**Instructions to follow**. Return the records below exactly; pictures stay out.

***** Data supplied

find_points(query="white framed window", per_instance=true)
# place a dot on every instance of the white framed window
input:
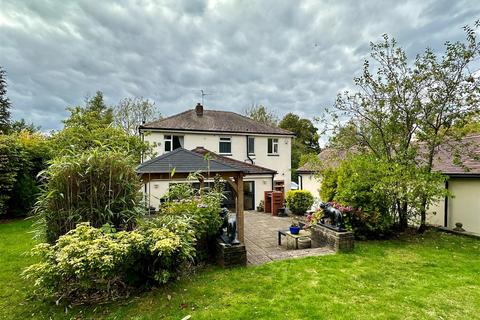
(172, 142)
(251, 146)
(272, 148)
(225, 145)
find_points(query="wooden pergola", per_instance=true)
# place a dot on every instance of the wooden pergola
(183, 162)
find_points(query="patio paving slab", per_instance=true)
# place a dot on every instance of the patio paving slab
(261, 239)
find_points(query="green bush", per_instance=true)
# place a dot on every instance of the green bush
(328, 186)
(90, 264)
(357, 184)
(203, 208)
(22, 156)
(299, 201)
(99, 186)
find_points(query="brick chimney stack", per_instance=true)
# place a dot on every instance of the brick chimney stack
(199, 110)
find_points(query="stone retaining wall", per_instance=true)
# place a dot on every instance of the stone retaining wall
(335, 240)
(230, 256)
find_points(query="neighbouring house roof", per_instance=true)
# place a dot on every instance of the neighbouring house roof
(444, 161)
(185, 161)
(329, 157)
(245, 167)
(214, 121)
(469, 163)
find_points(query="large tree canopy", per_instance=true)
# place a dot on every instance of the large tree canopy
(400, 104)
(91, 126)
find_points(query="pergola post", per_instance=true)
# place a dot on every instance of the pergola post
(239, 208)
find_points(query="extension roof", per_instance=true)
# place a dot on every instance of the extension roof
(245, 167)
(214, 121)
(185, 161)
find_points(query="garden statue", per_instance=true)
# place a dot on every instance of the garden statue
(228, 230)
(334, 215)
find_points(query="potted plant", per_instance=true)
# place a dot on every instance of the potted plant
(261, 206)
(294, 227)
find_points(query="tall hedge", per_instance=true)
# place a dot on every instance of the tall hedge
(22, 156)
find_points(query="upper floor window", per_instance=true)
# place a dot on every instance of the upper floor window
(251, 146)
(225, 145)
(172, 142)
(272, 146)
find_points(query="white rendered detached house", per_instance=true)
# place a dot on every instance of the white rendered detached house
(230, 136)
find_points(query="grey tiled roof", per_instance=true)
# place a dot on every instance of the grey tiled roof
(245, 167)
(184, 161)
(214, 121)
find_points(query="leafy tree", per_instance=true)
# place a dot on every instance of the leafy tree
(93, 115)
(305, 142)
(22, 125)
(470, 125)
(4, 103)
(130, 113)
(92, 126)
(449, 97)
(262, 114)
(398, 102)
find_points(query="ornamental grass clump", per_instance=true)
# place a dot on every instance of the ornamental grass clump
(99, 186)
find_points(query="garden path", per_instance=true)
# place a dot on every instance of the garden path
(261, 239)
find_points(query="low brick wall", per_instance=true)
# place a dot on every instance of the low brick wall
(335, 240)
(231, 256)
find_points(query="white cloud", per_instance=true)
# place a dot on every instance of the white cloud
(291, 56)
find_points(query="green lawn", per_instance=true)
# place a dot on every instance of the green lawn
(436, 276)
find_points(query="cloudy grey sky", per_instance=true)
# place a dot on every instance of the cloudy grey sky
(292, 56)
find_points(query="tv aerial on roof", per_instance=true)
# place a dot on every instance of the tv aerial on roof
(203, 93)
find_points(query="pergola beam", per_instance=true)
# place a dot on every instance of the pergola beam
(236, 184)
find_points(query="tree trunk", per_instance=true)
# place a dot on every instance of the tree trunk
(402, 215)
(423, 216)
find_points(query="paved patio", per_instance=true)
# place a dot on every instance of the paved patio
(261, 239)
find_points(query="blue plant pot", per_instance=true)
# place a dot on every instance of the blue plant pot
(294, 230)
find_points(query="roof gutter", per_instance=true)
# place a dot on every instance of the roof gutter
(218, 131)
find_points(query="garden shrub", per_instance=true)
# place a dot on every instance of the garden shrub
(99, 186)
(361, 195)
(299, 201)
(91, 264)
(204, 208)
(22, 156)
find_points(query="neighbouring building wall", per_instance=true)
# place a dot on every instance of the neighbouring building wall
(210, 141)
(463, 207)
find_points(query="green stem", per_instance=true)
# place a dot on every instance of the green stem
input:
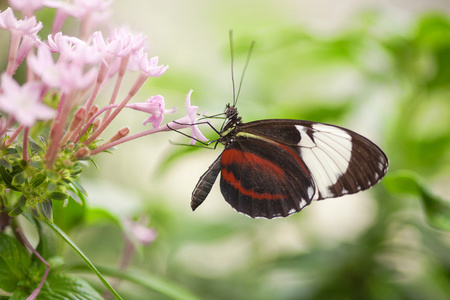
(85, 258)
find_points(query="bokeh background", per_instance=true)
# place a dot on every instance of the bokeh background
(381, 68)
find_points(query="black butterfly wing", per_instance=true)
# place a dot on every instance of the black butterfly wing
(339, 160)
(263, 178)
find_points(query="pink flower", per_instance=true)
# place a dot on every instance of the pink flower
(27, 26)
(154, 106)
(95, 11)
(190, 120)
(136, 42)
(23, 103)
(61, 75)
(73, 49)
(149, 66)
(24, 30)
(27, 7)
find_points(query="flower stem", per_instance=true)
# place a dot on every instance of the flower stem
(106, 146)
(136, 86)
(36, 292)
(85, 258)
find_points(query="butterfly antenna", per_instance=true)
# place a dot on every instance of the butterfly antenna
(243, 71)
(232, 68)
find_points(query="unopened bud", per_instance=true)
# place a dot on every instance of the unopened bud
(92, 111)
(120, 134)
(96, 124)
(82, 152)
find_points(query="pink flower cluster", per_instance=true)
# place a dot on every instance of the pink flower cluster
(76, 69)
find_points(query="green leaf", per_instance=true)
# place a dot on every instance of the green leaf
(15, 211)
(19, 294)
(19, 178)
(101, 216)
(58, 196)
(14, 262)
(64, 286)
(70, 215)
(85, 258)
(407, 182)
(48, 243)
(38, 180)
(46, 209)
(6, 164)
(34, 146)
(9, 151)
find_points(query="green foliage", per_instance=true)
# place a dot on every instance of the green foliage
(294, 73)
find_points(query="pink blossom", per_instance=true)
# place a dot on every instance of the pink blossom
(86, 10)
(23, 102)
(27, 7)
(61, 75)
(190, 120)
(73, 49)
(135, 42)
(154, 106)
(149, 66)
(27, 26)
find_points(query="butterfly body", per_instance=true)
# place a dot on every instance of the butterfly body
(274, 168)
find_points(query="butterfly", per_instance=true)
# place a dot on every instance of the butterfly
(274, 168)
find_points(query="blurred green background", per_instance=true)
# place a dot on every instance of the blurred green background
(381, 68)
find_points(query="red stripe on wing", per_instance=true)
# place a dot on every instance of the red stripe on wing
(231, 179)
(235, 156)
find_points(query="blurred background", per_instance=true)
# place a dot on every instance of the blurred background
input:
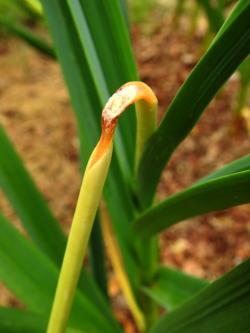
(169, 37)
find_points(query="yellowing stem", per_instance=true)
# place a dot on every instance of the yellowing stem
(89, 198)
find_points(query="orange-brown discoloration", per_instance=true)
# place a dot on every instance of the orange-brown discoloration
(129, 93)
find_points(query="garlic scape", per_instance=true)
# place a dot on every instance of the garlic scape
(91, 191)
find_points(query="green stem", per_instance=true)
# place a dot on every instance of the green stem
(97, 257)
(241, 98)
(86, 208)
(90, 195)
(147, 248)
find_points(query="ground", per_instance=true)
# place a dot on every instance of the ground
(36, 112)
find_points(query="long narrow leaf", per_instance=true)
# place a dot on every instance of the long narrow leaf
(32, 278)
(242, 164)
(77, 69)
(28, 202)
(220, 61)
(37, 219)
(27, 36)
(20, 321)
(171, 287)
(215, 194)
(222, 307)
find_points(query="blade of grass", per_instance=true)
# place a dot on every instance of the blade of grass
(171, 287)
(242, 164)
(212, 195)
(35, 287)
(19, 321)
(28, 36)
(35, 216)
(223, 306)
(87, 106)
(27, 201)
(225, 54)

**********

**Output below**.
find_points(query="white framed window", per_instance=true)
# place a dot on every instance of the white framed window
input:
(172, 142)
(251, 146)
(272, 148)
(225, 145)
find_points(query="wooden pergola", per_instance=true)
# place a dot on every instance of the wooden pergola
(183, 162)
find_points(query="patio paving slab", per_instance=true)
# place a dot on every instance of the patio paving slab
(261, 239)
find_points(query="green bush", per_instance=true)
# place a dot on every instance of the green bush
(328, 186)
(90, 264)
(357, 184)
(203, 208)
(22, 156)
(299, 201)
(99, 186)
find_points(query="brick chimney stack", per_instance=true)
# place a dot on every instance of the brick chimney stack
(199, 110)
find_points(query="stone retaining wall", per_instance=true)
# place a dot on every instance of the stone retaining wall
(335, 240)
(230, 256)
find_points(query="neighbouring house roof", per_instance=true)
# place a dot on every instance of the neighbouring house roof
(444, 161)
(185, 161)
(329, 157)
(245, 167)
(214, 121)
(469, 163)
find_points(query="large tree canopy", per_instance=true)
# place a dot on every instance of the large tree canopy
(400, 104)
(91, 126)
find_points(query="pergola post", per_instance=true)
# place a dot on every instance of the pergola post
(239, 208)
find_points(query="extension roof", per_instance=true)
# place a dot on every instance of the extension roof
(245, 167)
(214, 121)
(185, 161)
find_points(query="garden statue", per_instance=true)
# place a dot on every instance of the garden statue
(228, 230)
(334, 215)
find_points(query="potted plant", per_instance=true)
# place a dot on every instance of the potted plant
(261, 206)
(294, 227)
find_points(query="tall hedge", per_instance=true)
# place a dot on every instance of the tall hedge
(22, 156)
find_points(query="upper floor window", per_instance=true)
# place a dot on every instance of the upper floor window
(251, 146)
(225, 145)
(172, 142)
(272, 146)
find_points(query="white rendered detached house", per_instance=true)
# place a dot on every instance of the white rendered detached house
(230, 136)
find_points(query="grey tiled roof", per_instance=true)
# place a dot on every instance of the grey tiled roof
(245, 167)
(184, 161)
(214, 121)
find_points(query="leafy tree", per_instance=true)
# place a dot on every instance of the leafy tree
(93, 115)
(305, 142)
(22, 125)
(470, 125)
(4, 103)
(130, 113)
(92, 126)
(449, 97)
(262, 114)
(398, 102)
find_points(query="ornamental grass clump", per_instance=true)
# place a dot on every instance of the ornamental grass clump
(99, 186)
find_points(query="garden path", per_instance=true)
# place a dot on every instance of the garden path
(261, 239)
find_points(query="low brick wall", per_instance=true)
# place a dot on every instance of the low brick wall
(335, 240)
(231, 256)
find_points(query="white cloud", per_instance=true)
# place a dot on every instance of the white cloud
(291, 56)
find_points(query="green lawn", per_instance=true)
# place a dot on every instance of the green lawn
(436, 276)
find_points(query="cloudy grey sky", per_instance=true)
# place a dot on every instance of the cloudy grey sky
(292, 56)
find_points(query="tv aerial on roof", per_instance=true)
# place a dot on every instance of the tv aerial on roof
(203, 93)
find_points(query="pergola beam", per_instance=true)
# place a dot on every instance of the pergola beam
(236, 184)
find_points(query="tree trunk", per_instance=true)
# place a dot on every instance of the tree trunk
(402, 215)
(423, 216)
find_points(query="paved patio", per_instance=true)
# place a dot on every instance of the paved patio
(261, 239)
find_points(query="blue plant pot", per_instance=true)
# place a dot on every instance of the blue plant pot
(294, 230)
find_points(query="roof gutter", per_instance=true)
# place a dot on every instance of the roof gutter
(218, 131)
find_points(query="garden shrub", per_instance=true)
# place a dot on every instance of the garden shrub
(99, 186)
(361, 195)
(299, 201)
(91, 264)
(204, 208)
(22, 156)
find_points(query="neighbouring building wall", per_instance=true)
# place a dot on every instance of the neighbouring building wall
(210, 141)
(463, 207)
find_points(query="green stem", per_instance=true)
# place a dot on every instance of the green stem
input:
(85, 258)
find_points(query="bokeh background", per_instance=true)
# place a dot on every instance of the bokeh background
(381, 68)
find_points(query="black butterfly wing", per_instance=true)
# place a dot on every instance of the black butterfly wing
(339, 160)
(263, 178)
find_points(query="pink flower", per_instance=true)
# place a dot on every instance of the pink flower
(27, 26)
(154, 106)
(95, 11)
(190, 120)
(136, 42)
(23, 103)
(61, 75)
(73, 49)
(149, 66)
(24, 30)
(27, 7)
find_points(query="flower stem", per_instance=true)
# place a dot on every instance of the flower stem
(106, 146)
(136, 86)
(36, 292)
(85, 258)
find_points(query="butterfly antenna", per_instance=true)
# place a dot on every instance of the butterfly antenna
(243, 71)
(232, 68)
find_points(query="unopened bud", per_instance=true)
# place a dot on every instance of the unopened bud
(92, 111)
(120, 134)
(96, 124)
(82, 152)
find_points(query="pink flower cluster", per_instance=true)
# place a dot on every instance of the pink flower cluster
(76, 69)
find_points(query="green leaf", per_instance=true)
# place a dot on every instance of the green leaf
(15, 211)
(19, 294)
(19, 178)
(101, 216)
(58, 196)
(14, 262)
(64, 286)
(70, 215)
(85, 258)
(407, 182)
(48, 243)
(38, 180)
(46, 209)
(6, 164)
(34, 146)
(9, 151)
find_points(query="green foliage", per_instance=true)
# place a dot on every instance of the green foliage
(294, 73)
find_points(query="pink blossom", per_instance=true)
# place a dot on every instance of the pink blossom
(86, 10)
(23, 102)
(27, 7)
(61, 75)
(190, 120)
(73, 49)
(135, 42)
(154, 106)
(149, 66)
(27, 26)
find_points(query="butterfly body", per_instance=true)
# place a dot on every instance of the butterfly body
(274, 168)
find_points(query="butterfly", per_instance=true)
# place a dot on every instance of the butterfly
(274, 168)
find_points(query="blurred green background", per_instance=true)
# place a dot on every instance of the blurred green background
(381, 68)
find_points(query="red stripe on wing", per_instance=true)
# place a dot on every instance of the red stripe on wing
(231, 179)
(235, 156)
find_points(query="blurred background", per_instance=true)
# place a dot on every instance of the blurred background
input:
(169, 37)
find_points(query="yellowing stem", per_instance=true)
# place a dot on every instance of the yellowing stem
(89, 198)
find_points(query="orange-brown discoloration", per_instance=true)
# place a dot on every instance of the orange-brown discoloration
(129, 93)
find_points(query="garlic scape", per_instance=true)
# place a dot on every instance of the garlic scape
(91, 191)
find_points(query="green stem", per_instance=true)
# place a dot on every instance of the green stem
(97, 257)
(241, 98)
(86, 208)
(90, 195)
(147, 248)
find_points(query="ground", per_instance=true)
# place a dot on every instance of the ground
(36, 112)
find_points(query="long narrow leaf", per_instance=true)
# place a dot on every instance of the long narrow leaf
(32, 278)
(242, 164)
(77, 69)
(28, 202)
(220, 61)
(37, 219)
(27, 36)
(20, 321)
(171, 287)
(215, 194)
(222, 307)
find_points(query="blade of grass", per_instance=true)
# place a dot on every instance of the blade of grass
(171, 287)
(242, 164)
(212, 195)
(35, 287)
(19, 321)
(28, 36)
(35, 216)
(223, 306)
(87, 106)
(27, 201)
(225, 54)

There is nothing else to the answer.